Geloof is een groot goed!
Broeders en zusters,
Geloof is een groot
goed!
We zien vandaag in het
evangelie de hofbeamte die Jezus om hulp komt vragen en werd verhoord.
Hij werd genezen omdat
zijn vader geloofde.
Niet alleen hijzelf
maar het hele huisgezin nam het geloof aan.
Heel veel mensen vragen
zich af waarom God als eerste en belangrijkste voorwaarde het geloof stelt.
Ze vinden geloven
onredelijk.
Maar juist de mens is
vaak onredelijk, God is dat nooit!
De mens is groot, maar
God is groter.
De is groot omdat hij
telkens weer iets nieuws in het leven ontdekt.
Zolang de mens zich op
aarde beweegt, is hij zoekende.
Telkens weer iets
nieuws ontdekken, berekenen, en beheersen.
Telkens weer worden er
geheimen ontdekt in land, zee en lucht.
De mens ontdekt vele
dingen die voor het menselijk verstand zijn weggelegd, waarmee hij kan
ontwerpen, uitdenken en ontdekken,
hierdoor kan leven en overleven.
Hij heerst zelfs over
leven en dood, het lijkt of niets meer in de weg staat.
En het gaat maar door,
maar wanneer is het einde in zicht?
Misschien is de laatste
ontdekking wel het einde der wereld.
Maar hoe de mens ook
zijn best doet, God is groter en is Koning over de mensen.
Alles is onderworpen
aan de mens, maar de mens is onderworpen aan God.
Dan is het passend dat
de mens buigt voor Hem die boven hen staat.
Hulde past ons te
brengen aan onze Schepper.
Hoe moeten wij Hem dan
hulde brengen?

────────

__Opgave__. Welke voorwaarde stelt God volgens het tekstfragment als eerste en belangrijkste?

────────

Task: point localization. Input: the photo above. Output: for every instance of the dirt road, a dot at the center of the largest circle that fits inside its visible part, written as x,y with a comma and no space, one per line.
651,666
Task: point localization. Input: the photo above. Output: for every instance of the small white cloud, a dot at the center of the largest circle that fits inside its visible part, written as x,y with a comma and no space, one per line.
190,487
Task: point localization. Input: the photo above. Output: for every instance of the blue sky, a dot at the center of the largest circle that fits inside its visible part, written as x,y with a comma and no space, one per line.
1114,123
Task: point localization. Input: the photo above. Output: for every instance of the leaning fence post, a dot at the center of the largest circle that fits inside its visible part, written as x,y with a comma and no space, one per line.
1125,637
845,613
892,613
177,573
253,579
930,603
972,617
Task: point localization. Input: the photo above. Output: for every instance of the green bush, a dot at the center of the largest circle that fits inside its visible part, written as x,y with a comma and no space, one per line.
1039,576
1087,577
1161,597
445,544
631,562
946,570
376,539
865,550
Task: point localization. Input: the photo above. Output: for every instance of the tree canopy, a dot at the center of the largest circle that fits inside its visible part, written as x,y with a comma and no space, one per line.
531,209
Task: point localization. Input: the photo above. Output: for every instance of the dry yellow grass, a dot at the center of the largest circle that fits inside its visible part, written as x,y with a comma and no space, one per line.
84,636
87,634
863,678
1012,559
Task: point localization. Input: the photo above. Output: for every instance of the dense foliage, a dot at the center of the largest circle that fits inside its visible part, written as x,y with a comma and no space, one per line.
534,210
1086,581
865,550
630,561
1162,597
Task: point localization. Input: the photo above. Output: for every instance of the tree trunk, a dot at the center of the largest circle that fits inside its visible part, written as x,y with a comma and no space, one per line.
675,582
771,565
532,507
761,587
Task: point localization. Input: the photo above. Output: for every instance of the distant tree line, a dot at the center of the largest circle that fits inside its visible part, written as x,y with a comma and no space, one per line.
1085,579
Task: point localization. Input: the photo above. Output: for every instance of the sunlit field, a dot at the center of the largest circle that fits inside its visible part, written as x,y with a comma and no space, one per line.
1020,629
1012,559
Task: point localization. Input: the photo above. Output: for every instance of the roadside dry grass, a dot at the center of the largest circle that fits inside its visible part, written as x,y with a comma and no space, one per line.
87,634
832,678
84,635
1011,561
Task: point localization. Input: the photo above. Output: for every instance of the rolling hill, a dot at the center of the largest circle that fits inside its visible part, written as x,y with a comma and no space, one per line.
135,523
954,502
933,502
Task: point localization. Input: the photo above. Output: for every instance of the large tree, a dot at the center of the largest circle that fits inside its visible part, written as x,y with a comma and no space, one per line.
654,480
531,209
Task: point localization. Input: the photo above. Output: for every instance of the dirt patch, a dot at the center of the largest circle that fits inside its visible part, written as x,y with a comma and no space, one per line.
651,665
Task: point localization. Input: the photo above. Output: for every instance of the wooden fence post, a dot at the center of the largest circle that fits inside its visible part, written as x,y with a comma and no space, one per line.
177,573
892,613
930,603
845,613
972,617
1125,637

────────

__Uitwerking__. Het geloof.